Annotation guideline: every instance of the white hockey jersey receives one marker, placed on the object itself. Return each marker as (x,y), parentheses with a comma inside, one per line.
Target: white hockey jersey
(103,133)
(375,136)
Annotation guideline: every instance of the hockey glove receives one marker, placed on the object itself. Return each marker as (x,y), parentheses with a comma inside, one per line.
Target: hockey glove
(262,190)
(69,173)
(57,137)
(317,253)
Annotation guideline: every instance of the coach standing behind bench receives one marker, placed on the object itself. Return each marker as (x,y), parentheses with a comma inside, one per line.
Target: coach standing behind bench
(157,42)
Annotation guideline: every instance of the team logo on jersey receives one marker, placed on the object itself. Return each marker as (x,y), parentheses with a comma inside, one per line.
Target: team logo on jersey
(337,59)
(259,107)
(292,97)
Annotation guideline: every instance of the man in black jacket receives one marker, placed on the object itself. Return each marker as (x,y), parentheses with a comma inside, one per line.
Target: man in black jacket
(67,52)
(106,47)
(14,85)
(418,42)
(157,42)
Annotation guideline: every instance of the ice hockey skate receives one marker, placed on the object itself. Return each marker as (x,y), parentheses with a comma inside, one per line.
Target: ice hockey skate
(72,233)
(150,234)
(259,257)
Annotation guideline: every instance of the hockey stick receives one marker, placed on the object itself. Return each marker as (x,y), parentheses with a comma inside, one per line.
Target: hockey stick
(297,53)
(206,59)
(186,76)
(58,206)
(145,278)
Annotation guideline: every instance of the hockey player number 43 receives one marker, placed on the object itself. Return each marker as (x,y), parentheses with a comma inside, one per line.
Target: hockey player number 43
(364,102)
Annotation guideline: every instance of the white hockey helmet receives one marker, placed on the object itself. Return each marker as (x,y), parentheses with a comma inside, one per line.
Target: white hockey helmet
——————————
• [The exercise]
Could you rewrite the material above with each "marker" swapped for "point" and everything else left as it is?

• [Complete answer]
Annotation guideline: every instance of the white hockey jersey receives one point, placed on the object itself. Return each point as (x,y), parentheses with a comma inside, one per line.
Target: white hockey jersey
(103,133)
(375,136)
Annotation guideline: every instance of the hockey glove receives one point, placed on the object itself. Return each point as (x,y), parentheses with a comma inside, one per line.
Target: hockey glove
(262,190)
(69,173)
(57,137)
(317,253)
Annotation guideline: every instance of the coach standing behind bench receives one point, placed on the object itself. Return each point as (x,y), parentheses with a comma inside, one per line.
Target: coach standing behind bench
(157,42)
Annotation guideline: every instance of the team logo on jersey receives one point, placed on the object itself. Return each point as (x,y), parentheses with a comma inside, one per line.
Target: team logo on jersey
(337,59)
(259,107)
(292,97)
Annotation guideline: every instance of the man in black jacket receives one point, placed on the object itself. Return each point as (x,y), parentheses with a comma inside, one per line.
Target: man in black jacket
(67,52)
(106,47)
(14,85)
(418,42)
(157,42)
Annotation guideline: every instance of the ice hockey skate receives one point, placed on the object itself. Return each point as (x,y), parentheses with a comma inside, one per line.
Target: ice hockey skate
(72,233)
(150,234)
(259,257)
Annotation guideline: every instance of the hockey stick receives one point, placed on the object itself. Return each point as (x,y), parentheses with a comma inside, one per line.
Target: hockey stick
(297,53)
(206,59)
(186,76)
(58,206)
(145,278)
Annotation guideline: every instance of the hockey player number 43 receives one point, placed on the object itself. Return each point as (x,y), parentheses with a comma inside, one per line.
Target: hockey player number 43
(364,102)
Annotation guideline: every instance of the white hockey helmet receives one point, placed on the object itself. Return each point as (x,y), parentheses with a comma inside, one per line.
Target: white hockey helmet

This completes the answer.